*TEXT BLOCK*.
⁂

Kaiju: Fast and sensitive taxonomic classification for metagenomics

Fast and sensitive taxonomic classification for metagenomics

About Kaiju

Kaiju is a program for fast and sensitive taxonomic classification of high-throughput sequencing reads from metagenomic whole genome sequencing or metatranscriptomics experiments.

Each sequencing read is assigned to a taxon in the NCBI taxonomy by comparing it to a reference protein database containing microbial and viral protein sequences. By using protein-level classification, Kaiju achieves a higher sensitivity compared with methods based on nucleotide comparison.

Several reference protein databases can be used, such as complete genomes from NCBI RefSeq or the microbial subset of the NCBI BLAST non-redundant protein database nr, optionally also including fungi and microbial eukaryotes.

Reads are translated into amino acid sequences, which are then searched in the database using a modified backward search on a memory-efficient implementation of the Burrows-Wheeler transform by finding maximum exact matches (MEMs), optionally allowing mismatches.

Kaiju can also be used for querying any custom protein database without taxonomic classification, using either protein or nucleotide queries.

⁂

*DATA FOR ANALYSIS*.

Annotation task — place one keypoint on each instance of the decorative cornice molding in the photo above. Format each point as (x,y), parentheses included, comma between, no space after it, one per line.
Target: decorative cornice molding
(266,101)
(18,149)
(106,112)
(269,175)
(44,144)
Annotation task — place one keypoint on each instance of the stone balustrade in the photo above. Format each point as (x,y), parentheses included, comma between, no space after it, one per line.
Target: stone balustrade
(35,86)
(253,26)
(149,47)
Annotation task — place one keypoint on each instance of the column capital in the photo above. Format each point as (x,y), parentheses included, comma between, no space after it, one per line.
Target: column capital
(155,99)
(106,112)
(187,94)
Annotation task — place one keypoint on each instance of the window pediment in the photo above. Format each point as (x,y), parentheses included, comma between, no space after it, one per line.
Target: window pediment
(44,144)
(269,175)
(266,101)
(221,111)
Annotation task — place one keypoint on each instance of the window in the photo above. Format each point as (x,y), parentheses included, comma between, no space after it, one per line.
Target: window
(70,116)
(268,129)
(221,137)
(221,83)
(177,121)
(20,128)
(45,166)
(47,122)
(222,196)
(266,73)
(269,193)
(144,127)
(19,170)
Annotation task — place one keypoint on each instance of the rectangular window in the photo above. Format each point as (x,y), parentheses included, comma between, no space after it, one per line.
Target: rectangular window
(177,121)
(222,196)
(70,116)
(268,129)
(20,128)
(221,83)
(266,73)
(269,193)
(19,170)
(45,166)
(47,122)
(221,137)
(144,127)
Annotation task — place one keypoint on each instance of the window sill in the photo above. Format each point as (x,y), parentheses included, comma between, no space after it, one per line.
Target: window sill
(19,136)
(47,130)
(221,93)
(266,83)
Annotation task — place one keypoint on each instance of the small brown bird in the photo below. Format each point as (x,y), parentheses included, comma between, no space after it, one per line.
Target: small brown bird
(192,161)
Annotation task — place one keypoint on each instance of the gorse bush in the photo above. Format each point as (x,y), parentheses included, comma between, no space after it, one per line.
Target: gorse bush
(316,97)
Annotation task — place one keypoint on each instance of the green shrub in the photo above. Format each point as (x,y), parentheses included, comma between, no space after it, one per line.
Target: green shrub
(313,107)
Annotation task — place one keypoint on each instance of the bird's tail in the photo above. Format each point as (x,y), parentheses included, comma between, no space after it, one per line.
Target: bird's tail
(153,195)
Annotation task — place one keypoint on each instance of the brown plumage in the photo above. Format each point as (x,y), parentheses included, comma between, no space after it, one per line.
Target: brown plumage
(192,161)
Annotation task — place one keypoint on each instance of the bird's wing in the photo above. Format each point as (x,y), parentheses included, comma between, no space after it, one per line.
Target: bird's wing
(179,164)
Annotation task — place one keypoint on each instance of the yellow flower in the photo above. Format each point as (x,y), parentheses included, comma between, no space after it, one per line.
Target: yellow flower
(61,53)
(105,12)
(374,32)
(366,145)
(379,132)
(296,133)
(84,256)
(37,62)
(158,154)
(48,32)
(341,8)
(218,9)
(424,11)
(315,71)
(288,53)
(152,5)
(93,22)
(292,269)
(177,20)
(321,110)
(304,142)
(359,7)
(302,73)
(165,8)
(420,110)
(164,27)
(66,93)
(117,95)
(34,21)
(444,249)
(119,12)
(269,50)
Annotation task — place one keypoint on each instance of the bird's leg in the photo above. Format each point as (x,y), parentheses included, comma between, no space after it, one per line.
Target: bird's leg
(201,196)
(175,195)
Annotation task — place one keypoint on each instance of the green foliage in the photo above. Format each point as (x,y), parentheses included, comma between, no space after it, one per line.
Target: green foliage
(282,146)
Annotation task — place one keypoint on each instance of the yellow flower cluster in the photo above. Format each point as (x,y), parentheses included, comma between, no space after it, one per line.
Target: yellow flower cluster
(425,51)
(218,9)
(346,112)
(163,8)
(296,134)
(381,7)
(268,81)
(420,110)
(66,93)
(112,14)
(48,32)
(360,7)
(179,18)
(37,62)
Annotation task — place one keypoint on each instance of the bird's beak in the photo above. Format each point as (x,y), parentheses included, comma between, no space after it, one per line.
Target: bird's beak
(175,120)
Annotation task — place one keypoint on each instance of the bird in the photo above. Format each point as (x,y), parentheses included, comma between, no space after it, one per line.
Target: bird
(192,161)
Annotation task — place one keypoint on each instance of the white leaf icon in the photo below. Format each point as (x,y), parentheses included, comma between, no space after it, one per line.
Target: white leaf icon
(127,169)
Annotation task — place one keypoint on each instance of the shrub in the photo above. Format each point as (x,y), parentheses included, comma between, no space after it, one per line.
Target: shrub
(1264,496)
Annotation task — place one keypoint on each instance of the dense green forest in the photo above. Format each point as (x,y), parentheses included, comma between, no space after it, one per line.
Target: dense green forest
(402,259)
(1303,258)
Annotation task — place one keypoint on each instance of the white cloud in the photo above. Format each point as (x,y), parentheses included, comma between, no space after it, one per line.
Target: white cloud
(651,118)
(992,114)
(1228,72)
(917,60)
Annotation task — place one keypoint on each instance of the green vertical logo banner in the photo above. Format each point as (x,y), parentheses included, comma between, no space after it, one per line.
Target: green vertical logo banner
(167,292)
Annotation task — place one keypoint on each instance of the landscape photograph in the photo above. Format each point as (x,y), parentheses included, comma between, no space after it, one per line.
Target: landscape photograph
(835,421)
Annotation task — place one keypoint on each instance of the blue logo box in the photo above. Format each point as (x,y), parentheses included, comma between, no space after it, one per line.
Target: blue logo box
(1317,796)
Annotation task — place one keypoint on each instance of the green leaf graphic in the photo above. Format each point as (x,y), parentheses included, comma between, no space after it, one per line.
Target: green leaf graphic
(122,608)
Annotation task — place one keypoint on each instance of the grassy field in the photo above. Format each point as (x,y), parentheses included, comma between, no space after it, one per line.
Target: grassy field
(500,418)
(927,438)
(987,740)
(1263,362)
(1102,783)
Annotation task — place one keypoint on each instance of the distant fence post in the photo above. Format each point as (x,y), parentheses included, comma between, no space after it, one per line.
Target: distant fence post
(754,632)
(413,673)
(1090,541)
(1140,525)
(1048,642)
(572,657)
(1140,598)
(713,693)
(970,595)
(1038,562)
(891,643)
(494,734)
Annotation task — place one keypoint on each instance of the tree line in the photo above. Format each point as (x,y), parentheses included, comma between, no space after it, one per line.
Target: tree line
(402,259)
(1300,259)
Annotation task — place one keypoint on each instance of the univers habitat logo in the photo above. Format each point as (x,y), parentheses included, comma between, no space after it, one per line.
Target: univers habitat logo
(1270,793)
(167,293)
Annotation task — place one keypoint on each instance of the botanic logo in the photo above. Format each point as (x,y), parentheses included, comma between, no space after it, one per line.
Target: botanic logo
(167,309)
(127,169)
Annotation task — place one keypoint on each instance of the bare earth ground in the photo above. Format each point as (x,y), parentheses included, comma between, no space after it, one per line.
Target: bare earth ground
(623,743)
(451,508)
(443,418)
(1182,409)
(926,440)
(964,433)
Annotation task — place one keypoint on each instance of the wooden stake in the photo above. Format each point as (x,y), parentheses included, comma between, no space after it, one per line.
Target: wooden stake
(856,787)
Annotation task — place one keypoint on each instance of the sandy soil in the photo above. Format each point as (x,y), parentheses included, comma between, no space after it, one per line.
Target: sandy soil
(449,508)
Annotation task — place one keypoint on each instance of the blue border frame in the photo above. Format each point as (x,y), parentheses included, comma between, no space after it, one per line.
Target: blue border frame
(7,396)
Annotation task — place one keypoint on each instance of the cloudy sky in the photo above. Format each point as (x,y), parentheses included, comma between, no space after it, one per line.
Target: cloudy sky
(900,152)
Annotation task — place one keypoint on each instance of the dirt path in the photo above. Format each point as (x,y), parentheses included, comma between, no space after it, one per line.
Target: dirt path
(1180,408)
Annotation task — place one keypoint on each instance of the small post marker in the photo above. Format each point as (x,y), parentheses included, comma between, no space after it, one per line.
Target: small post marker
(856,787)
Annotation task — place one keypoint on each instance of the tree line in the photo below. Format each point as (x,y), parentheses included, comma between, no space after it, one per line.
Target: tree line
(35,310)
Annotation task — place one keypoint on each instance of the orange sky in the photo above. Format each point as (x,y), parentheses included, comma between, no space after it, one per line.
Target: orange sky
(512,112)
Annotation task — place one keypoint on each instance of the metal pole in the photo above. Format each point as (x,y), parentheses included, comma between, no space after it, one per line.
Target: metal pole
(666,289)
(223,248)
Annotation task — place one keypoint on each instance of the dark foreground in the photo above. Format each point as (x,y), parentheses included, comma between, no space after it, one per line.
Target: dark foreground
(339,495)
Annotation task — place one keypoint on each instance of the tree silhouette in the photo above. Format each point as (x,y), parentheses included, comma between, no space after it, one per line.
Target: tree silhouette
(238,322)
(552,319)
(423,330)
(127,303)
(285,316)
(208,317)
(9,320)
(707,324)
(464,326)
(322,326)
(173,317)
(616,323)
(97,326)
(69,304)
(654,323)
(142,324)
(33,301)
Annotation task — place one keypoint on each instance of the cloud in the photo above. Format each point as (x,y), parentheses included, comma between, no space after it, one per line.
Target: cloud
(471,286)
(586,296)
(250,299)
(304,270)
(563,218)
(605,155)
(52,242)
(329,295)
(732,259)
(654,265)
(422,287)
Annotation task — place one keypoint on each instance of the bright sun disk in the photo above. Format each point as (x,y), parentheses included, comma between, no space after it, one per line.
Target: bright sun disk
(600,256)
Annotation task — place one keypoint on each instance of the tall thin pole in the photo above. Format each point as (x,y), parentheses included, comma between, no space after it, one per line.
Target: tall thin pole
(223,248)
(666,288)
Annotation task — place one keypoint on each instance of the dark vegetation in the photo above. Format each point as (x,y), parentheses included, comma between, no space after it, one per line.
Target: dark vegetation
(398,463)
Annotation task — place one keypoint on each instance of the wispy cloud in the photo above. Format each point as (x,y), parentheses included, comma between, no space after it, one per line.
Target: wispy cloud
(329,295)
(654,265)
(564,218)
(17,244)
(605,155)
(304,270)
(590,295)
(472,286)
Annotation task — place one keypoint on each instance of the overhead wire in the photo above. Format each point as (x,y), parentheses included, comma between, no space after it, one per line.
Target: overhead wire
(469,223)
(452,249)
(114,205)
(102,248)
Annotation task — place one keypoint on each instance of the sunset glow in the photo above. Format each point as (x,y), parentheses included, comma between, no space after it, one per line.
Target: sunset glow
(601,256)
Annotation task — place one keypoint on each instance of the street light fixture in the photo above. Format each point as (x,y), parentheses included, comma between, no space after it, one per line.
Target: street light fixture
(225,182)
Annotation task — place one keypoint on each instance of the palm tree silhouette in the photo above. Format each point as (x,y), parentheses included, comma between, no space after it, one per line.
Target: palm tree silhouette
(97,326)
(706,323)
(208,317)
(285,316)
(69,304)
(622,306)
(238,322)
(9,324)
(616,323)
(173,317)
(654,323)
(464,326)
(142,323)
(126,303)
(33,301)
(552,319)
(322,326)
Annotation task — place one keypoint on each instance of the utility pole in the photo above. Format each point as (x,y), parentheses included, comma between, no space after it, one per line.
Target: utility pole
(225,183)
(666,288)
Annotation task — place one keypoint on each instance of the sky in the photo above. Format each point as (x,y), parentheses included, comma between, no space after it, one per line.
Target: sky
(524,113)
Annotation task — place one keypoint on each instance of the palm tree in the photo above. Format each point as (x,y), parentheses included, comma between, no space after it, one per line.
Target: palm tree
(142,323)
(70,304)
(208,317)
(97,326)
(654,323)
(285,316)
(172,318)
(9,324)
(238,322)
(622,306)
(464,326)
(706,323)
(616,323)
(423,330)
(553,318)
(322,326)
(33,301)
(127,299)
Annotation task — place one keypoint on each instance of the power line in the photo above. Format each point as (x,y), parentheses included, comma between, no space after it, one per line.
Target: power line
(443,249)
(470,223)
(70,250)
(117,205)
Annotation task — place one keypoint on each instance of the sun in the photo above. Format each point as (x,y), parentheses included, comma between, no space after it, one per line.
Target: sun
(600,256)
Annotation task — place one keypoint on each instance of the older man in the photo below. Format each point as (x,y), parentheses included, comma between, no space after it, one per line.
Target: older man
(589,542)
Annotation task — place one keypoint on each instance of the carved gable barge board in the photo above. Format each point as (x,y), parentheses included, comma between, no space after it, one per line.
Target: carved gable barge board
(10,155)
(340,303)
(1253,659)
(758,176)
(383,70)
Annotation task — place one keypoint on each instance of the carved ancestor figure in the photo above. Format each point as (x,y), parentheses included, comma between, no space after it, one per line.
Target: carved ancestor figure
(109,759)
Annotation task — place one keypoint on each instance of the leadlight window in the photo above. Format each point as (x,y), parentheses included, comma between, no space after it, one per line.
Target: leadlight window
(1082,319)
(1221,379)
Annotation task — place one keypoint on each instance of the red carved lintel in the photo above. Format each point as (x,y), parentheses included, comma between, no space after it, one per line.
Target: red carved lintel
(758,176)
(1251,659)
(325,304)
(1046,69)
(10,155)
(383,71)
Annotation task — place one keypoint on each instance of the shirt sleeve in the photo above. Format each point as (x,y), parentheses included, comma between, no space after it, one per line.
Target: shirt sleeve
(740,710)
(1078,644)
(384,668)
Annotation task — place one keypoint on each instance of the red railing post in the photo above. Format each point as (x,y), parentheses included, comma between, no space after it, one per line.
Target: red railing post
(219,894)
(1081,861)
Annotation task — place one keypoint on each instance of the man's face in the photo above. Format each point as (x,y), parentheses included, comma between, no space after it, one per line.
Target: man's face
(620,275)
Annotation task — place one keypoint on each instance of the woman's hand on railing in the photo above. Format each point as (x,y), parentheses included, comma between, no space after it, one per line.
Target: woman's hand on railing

⁂

*WORK ORDER 1*.
Say whether each statement agrees with the Kaiju description, answering yes or no and quoting the words of the description that decide it. (a) Kaiju compares each read to a reference nucleotide database. (b) Reads are translated into amino acid sequences before they are searched in the database. (c) Kaiju can query a custom protein database without taxonomic classification.
*WORK ORDER 2*.
Copy the Kaiju description from "Kaiju is a program" up to and including "and microbial eukaryotes.", keeping every word and punctuation mark unchanged.

*EXPECTED ANSWER 1*.
(a) No: "comparing it to a reference protein database containing microbial and viral protein sequences"
(b) Yes: "Reads are translated into amino acid sequences, which are then searched in the database"
(c) Yes: "Kaiju can also be used for querying any custom protein database without taxonomic classification"

*EXPECTED ANSWER 2*.
Kaiju is a program for fast and sensitive taxonomic classification of high-throughput sequencing reads from metagenomic whole genome sequencing or metatranscriptomics experiments.

Each sequencing read is assigned to a taxon in the NCBI taxonomy by comparing it to a reference protein database containing microbial and viral protein sequences. By using protein-level classification, Kaiju achieves a higher sensitivity compared with methods based on nucleotide comparison.

Several reference protein databases can be used, such as complete genomes from NCBI RefSeq or the microbial subset of the NCBI BLAST non-redundant protein database nr, optionally also including fungi and microbial eukaryotes.